The full set of entries must be copied exactly.
Start of Records to use
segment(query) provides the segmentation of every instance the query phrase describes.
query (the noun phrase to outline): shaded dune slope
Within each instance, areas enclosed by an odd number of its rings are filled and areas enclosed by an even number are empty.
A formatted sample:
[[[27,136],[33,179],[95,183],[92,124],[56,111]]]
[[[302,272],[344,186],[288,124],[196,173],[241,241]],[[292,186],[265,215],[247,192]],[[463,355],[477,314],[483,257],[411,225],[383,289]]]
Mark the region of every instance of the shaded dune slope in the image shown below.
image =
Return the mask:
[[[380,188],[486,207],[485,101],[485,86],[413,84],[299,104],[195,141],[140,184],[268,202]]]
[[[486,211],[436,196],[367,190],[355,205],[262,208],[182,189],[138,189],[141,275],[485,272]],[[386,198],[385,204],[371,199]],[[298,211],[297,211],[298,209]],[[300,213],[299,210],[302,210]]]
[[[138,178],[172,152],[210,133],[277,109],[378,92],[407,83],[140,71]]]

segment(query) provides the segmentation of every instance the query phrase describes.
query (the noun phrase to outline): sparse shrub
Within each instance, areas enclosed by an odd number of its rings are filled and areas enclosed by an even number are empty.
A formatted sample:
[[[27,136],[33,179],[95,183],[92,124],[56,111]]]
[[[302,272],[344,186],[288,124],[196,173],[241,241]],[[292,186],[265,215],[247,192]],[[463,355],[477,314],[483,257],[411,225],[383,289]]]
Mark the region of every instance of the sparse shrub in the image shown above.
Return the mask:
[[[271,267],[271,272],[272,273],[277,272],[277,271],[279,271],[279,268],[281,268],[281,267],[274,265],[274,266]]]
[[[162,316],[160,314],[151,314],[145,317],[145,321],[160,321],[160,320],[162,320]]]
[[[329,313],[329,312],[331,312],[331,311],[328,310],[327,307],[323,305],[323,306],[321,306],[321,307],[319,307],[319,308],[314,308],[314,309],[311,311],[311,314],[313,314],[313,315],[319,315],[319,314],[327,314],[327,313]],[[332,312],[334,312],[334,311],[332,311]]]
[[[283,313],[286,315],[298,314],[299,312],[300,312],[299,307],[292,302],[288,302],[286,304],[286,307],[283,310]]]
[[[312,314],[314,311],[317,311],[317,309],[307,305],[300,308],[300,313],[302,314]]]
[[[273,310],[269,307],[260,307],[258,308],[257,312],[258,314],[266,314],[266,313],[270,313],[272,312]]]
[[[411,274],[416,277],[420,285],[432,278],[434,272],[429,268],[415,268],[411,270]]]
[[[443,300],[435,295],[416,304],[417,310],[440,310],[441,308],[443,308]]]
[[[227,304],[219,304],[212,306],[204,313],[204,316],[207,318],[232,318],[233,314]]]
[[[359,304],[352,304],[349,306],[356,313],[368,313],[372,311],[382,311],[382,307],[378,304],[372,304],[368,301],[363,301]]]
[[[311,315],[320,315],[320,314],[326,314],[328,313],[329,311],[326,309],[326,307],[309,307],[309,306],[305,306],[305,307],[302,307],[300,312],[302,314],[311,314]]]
End of Records to use
Response
segment(query) provides the segmentation of every instance the query phrase describes.
query (the noun phrase to outline): shaded dune slope
Within each instance, areas enclosed by an odd number of its rings are filled and areas enclosed by an even number are empty.
A formatted sample:
[[[27,136],[33,179],[95,183],[92,124],[56,111]]]
[[[302,272],[344,186],[288,124],[196,173],[241,241]],[[292,186],[265,215],[247,192]],[[463,355],[477,314],[483,257],[411,225],[383,289]]]
Mark the region of every instance of the shaded dune slope in the image shown below.
image =
Return the mask:
[[[380,188],[486,207],[485,101],[485,86],[413,84],[299,104],[195,141],[140,184],[268,202]]]
[[[486,211],[436,196],[367,190],[355,205],[262,208],[182,189],[138,189],[141,275],[485,272]],[[386,198],[385,204],[371,199]],[[298,211],[297,211],[298,209]],[[300,213],[299,210],[302,210]]]
[[[138,178],[172,152],[210,133],[277,109],[378,92],[407,83],[140,71]]]

segment(query) provides the segmentation of every instance the query phrase describes.
query (the noun phrase to outline): sparse shrub
Within each instance, areas enclosed by an odd number of its rings are filled and areas enclosed by an even number are empty.
A formatted sample:
[[[27,136],[33,179],[95,183],[92,124],[56,111]]]
[[[302,272],[344,186],[288,124],[196,173],[241,241]],[[292,186],[265,215],[247,192]],[[463,355],[477,314],[483,257],[411,225],[383,289]]]
Mark the region of every instance of the sparse shrub in the image shown above.
Return the mask:
[[[271,267],[271,272],[272,273],[277,272],[277,271],[279,271],[279,268],[281,268],[281,267],[274,265],[274,266]]]
[[[162,316],[160,314],[151,314],[145,317],[145,321],[160,321],[160,320],[162,320]]]
[[[329,313],[329,312],[331,312],[331,311],[328,310],[327,307],[323,305],[323,306],[321,306],[321,307],[319,307],[319,308],[314,308],[314,309],[311,311],[311,314],[313,314],[313,315],[319,315],[319,314],[327,314],[327,313]],[[332,312],[334,312],[334,311],[332,311]]]
[[[283,313],[286,315],[298,314],[299,312],[300,312],[299,307],[292,302],[288,302],[286,304],[286,307],[283,310]]]
[[[312,314],[314,311],[317,311],[317,309],[307,305],[300,308],[300,313],[302,314]]]
[[[273,310],[269,307],[260,307],[258,308],[257,312],[258,314],[266,314],[266,313],[270,313],[272,312]]]
[[[411,274],[416,277],[420,285],[432,278],[434,272],[429,268],[415,268],[411,270]]]
[[[443,300],[435,295],[416,304],[417,310],[440,310],[441,308],[443,308]]]
[[[227,304],[219,304],[212,306],[204,313],[204,316],[207,318],[232,318],[233,314]]]
[[[359,304],[352,304],[349,306],[356,313],[368,313],[372,311],[382,311],[382,307],[378,304],[372,304],[368,301],[363,301]]]
[[[311,315],[320,315],[320,314],[326,314],[328,313],[329,311],[326,309],[326,307],[309,307],[309,306],[305,306],[305,307],[302,307],[300,312],[302,314],[311,314]]]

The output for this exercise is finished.